Required work: Write out the stretch of lines below that begins at the line with "Q: For every instance of the man with" and ends at the line with "Q: For every instance of the cobblestone", including both, exactly as given and nothing more.

Materials provided:
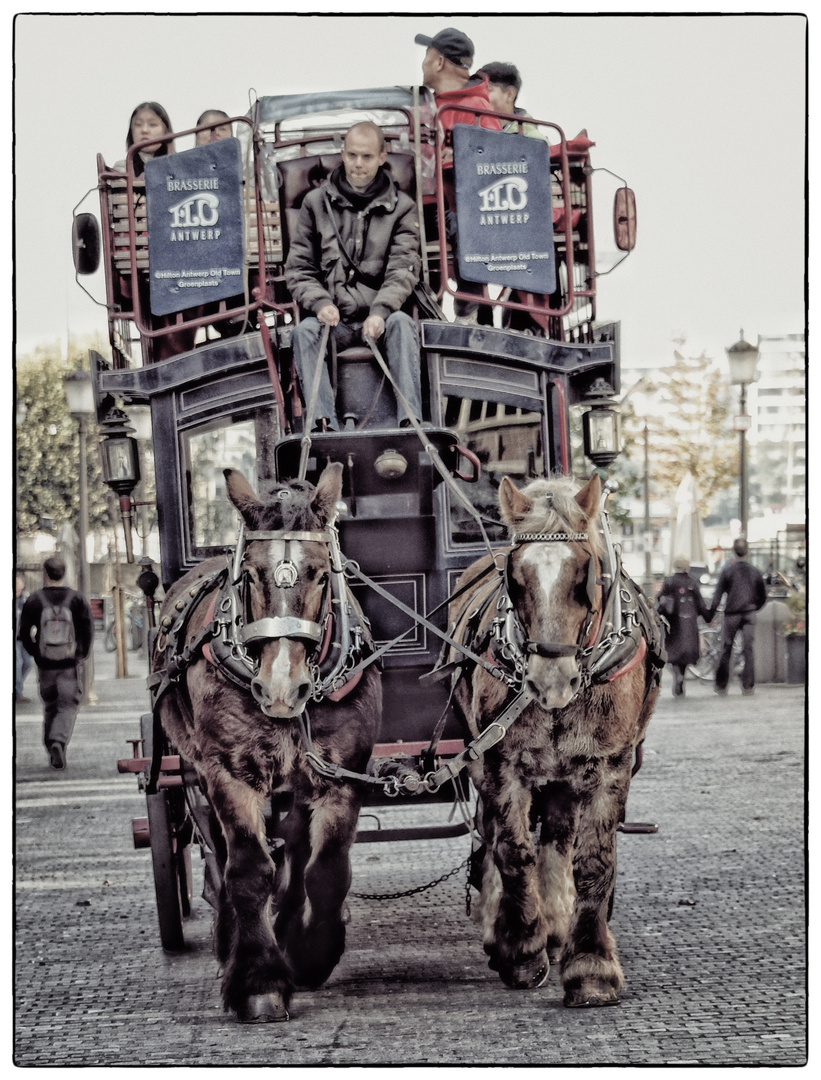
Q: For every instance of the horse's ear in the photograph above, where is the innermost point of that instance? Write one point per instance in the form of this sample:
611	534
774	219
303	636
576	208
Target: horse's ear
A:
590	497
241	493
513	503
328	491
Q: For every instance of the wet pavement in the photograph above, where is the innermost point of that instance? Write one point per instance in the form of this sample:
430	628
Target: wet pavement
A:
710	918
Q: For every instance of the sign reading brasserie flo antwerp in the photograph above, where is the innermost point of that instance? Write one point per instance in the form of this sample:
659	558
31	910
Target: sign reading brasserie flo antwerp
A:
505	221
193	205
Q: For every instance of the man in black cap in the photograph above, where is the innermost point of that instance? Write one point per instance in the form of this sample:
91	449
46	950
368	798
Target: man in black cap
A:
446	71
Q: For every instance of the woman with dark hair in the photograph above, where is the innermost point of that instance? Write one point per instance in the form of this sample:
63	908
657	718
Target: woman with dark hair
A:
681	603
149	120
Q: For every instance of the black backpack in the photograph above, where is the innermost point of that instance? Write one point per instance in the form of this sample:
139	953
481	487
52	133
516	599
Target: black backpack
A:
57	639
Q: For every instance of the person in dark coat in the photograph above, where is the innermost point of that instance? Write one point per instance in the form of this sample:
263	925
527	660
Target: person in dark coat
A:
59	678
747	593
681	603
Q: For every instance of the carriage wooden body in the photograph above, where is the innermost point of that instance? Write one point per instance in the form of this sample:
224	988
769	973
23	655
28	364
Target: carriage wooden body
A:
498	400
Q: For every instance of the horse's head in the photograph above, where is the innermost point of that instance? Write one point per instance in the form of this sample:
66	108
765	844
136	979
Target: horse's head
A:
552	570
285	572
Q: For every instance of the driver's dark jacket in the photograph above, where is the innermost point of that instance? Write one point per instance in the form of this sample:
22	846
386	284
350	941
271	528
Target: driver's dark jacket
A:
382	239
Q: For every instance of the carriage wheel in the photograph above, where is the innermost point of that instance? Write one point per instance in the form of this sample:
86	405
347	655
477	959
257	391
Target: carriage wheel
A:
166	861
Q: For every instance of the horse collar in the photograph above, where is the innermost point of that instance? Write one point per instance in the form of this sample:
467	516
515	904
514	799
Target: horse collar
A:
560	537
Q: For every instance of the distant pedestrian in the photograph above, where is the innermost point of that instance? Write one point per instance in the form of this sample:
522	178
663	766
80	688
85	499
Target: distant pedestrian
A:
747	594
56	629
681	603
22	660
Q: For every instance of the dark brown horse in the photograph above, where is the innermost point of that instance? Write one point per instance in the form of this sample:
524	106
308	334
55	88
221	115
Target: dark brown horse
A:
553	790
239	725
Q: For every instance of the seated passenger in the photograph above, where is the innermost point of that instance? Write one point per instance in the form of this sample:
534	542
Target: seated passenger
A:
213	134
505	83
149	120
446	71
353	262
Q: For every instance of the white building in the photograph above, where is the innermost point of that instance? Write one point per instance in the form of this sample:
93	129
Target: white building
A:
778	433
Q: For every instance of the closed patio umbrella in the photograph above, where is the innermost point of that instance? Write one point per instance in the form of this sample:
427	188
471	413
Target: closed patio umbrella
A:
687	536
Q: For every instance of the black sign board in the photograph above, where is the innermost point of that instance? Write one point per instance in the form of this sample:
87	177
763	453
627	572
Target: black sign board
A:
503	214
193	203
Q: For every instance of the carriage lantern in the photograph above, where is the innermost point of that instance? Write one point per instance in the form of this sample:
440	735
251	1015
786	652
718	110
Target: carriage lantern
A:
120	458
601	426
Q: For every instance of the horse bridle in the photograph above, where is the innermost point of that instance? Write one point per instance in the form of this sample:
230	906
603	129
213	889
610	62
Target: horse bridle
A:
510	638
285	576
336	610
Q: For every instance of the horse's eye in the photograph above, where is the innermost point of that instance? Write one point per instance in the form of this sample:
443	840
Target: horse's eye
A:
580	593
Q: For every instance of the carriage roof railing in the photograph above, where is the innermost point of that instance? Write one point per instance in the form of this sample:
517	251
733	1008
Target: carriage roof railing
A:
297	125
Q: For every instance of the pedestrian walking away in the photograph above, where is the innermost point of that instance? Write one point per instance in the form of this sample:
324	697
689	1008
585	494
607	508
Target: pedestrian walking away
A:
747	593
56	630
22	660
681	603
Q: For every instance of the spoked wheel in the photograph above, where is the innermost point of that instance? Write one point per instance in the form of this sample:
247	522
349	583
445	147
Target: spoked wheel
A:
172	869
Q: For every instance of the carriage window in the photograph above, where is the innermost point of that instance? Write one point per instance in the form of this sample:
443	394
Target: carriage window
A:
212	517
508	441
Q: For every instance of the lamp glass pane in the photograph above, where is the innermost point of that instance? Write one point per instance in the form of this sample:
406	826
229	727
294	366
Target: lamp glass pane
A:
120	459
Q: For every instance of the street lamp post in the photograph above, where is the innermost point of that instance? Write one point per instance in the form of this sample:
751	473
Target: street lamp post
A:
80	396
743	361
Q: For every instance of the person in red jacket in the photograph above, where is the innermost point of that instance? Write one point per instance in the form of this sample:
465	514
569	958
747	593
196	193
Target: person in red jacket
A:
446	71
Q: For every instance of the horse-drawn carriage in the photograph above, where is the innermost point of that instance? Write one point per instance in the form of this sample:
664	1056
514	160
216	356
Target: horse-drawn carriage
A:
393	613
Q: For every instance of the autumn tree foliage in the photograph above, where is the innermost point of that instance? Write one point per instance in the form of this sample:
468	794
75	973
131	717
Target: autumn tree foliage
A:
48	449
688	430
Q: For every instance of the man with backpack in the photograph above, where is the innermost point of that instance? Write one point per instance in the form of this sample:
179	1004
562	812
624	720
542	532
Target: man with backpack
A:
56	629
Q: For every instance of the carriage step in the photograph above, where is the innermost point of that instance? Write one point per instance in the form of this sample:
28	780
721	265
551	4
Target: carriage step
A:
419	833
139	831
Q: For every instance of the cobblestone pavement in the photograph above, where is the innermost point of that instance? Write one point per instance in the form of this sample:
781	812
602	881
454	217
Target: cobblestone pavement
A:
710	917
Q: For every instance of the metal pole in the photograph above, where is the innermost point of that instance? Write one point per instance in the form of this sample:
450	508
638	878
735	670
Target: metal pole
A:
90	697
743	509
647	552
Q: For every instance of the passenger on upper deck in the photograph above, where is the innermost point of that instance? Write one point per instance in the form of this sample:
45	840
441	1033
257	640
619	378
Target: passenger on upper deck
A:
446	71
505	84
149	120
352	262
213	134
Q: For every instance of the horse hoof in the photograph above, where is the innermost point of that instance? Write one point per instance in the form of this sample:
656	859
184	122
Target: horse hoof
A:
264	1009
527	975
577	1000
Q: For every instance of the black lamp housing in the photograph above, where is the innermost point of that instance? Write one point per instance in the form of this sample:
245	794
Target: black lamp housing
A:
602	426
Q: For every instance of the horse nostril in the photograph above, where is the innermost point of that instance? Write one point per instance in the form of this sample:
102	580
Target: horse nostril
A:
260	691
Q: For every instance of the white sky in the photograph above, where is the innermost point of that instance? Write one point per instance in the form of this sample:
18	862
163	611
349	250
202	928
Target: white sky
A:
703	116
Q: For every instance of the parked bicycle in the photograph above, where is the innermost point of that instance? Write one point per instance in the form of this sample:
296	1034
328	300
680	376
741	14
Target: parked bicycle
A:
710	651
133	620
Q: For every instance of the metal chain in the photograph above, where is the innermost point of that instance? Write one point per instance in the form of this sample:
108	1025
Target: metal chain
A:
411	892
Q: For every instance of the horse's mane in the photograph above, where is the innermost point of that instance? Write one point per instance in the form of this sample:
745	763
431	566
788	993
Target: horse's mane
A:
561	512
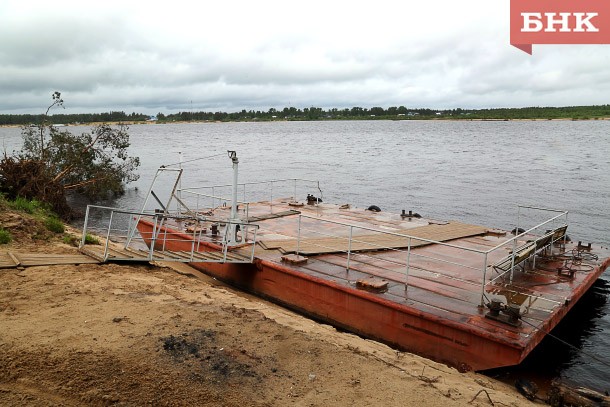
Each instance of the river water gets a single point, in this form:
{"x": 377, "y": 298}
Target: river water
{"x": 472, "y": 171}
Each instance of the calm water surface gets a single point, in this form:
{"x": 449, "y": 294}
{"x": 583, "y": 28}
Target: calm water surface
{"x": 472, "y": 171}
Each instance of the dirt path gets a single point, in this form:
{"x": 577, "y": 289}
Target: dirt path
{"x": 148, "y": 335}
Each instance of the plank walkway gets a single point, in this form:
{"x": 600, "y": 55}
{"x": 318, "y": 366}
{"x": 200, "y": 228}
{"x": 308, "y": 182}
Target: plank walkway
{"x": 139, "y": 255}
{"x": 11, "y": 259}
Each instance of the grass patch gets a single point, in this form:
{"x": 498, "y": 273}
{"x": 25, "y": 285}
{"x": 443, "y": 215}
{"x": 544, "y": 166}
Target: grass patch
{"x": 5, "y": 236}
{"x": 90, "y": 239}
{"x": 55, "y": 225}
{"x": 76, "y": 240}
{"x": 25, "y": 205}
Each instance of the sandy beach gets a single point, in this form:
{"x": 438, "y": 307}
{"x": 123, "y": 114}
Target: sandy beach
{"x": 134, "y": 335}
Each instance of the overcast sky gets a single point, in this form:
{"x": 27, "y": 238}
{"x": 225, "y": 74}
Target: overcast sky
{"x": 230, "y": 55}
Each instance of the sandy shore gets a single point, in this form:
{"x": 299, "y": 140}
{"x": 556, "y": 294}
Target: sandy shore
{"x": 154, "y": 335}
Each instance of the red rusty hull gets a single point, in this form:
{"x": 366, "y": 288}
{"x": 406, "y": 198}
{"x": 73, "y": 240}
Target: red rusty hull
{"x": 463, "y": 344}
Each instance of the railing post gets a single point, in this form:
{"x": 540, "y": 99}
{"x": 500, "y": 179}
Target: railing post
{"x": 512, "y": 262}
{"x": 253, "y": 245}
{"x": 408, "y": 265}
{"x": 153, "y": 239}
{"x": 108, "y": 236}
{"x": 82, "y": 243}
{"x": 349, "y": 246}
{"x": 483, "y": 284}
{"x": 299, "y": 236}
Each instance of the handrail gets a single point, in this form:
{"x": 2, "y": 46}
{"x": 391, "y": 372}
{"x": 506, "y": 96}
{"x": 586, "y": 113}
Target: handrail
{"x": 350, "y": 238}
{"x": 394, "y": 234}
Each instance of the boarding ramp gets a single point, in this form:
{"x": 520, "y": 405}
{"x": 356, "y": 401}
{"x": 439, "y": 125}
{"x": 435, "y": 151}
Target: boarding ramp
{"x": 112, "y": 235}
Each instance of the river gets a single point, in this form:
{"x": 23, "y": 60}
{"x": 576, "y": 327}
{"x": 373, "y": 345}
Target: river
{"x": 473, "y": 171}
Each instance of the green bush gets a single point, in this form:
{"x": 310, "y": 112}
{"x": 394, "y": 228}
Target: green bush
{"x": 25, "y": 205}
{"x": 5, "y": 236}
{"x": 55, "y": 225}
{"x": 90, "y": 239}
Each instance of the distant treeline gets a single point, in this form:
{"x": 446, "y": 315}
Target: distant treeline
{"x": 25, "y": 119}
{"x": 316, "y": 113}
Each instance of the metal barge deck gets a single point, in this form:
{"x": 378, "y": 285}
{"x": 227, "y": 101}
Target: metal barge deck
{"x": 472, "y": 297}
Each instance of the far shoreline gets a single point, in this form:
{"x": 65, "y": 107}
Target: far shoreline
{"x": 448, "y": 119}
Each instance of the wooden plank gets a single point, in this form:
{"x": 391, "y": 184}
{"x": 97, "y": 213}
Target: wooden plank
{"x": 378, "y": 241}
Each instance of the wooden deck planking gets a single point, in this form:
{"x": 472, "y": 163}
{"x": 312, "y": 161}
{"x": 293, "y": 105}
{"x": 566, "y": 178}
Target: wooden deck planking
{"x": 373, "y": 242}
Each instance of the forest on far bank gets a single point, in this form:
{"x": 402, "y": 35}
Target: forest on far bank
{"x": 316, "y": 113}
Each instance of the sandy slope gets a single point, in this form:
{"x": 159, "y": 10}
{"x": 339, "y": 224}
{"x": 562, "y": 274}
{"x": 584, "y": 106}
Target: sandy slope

Written solution:
Q: For every instance of the man with backpack in the photograph above, where is the innermost point of that instance? Write one point per instance in the form of this sample:
179	1004
562	812
624	720
542	532
Target: man with backpack
A:
56	629
Q: For every instance of the carriage step in the photograph above, where is the innermost point of that instance? Write one point per instance in the form of this sample:
28	780
721	265
551	4
Target: carriage step
A:
419	833
139	831
Q: For every instance of the cobblestone pavement in the photograph above, where is the innermost point of that instance? Write one point per instance in the form of this sample:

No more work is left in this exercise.